◆ DATASET RECORDS ◆

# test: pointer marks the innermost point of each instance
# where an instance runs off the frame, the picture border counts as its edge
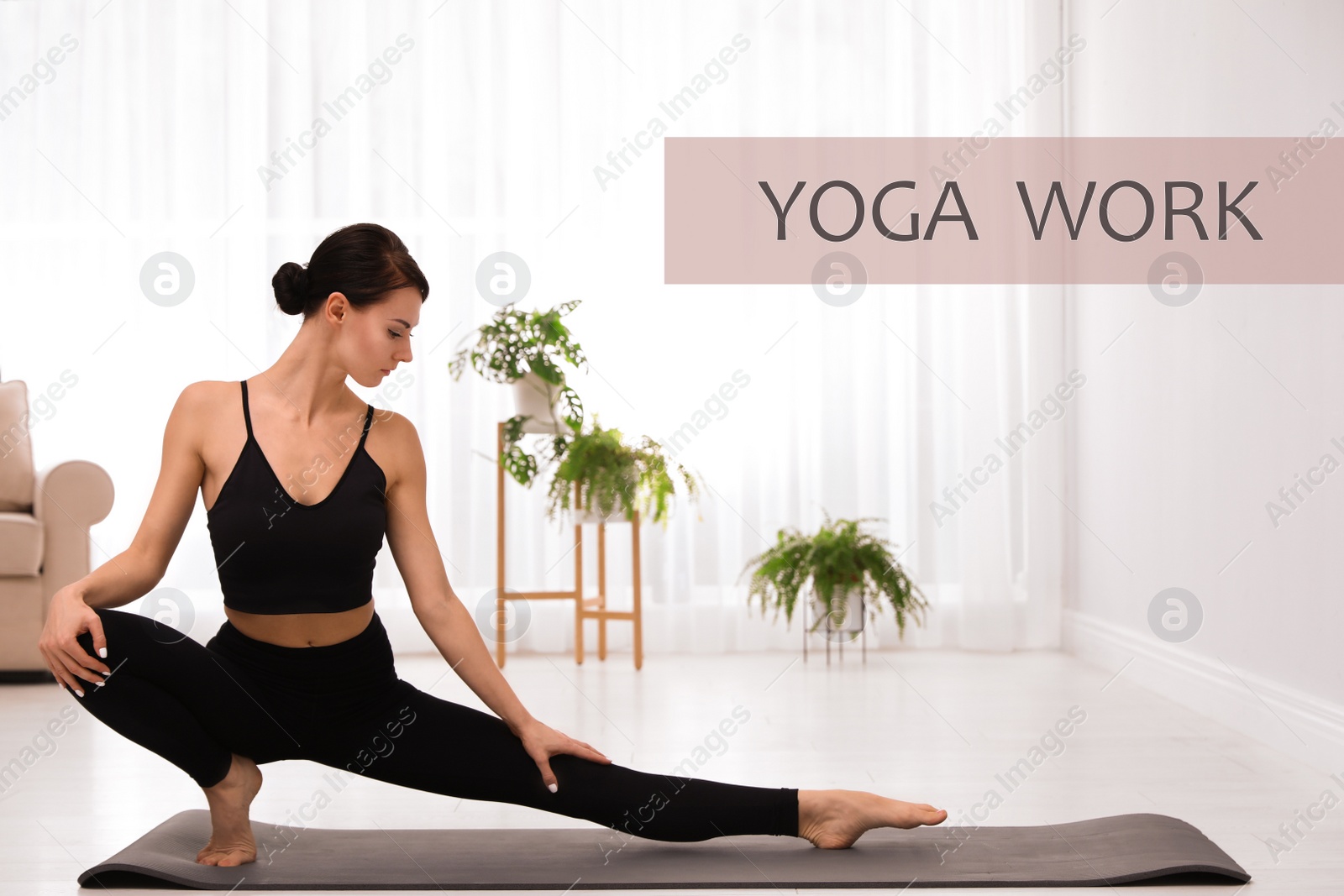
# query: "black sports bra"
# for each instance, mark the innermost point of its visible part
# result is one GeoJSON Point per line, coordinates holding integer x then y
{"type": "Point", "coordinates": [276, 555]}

◆ TASK STATEMENT ◆
Reproduce the listing from its first line to the line with "# for each instance, mark", leaving out the picture.

◆ SOLVED PROBLEM ◆
# test: pointer marks the innermost point of each instance
# where an instance runs off the frame, the picture border counts as its edge
# query: "black sports bra"
# for each instance, mark the innermost point of its visible part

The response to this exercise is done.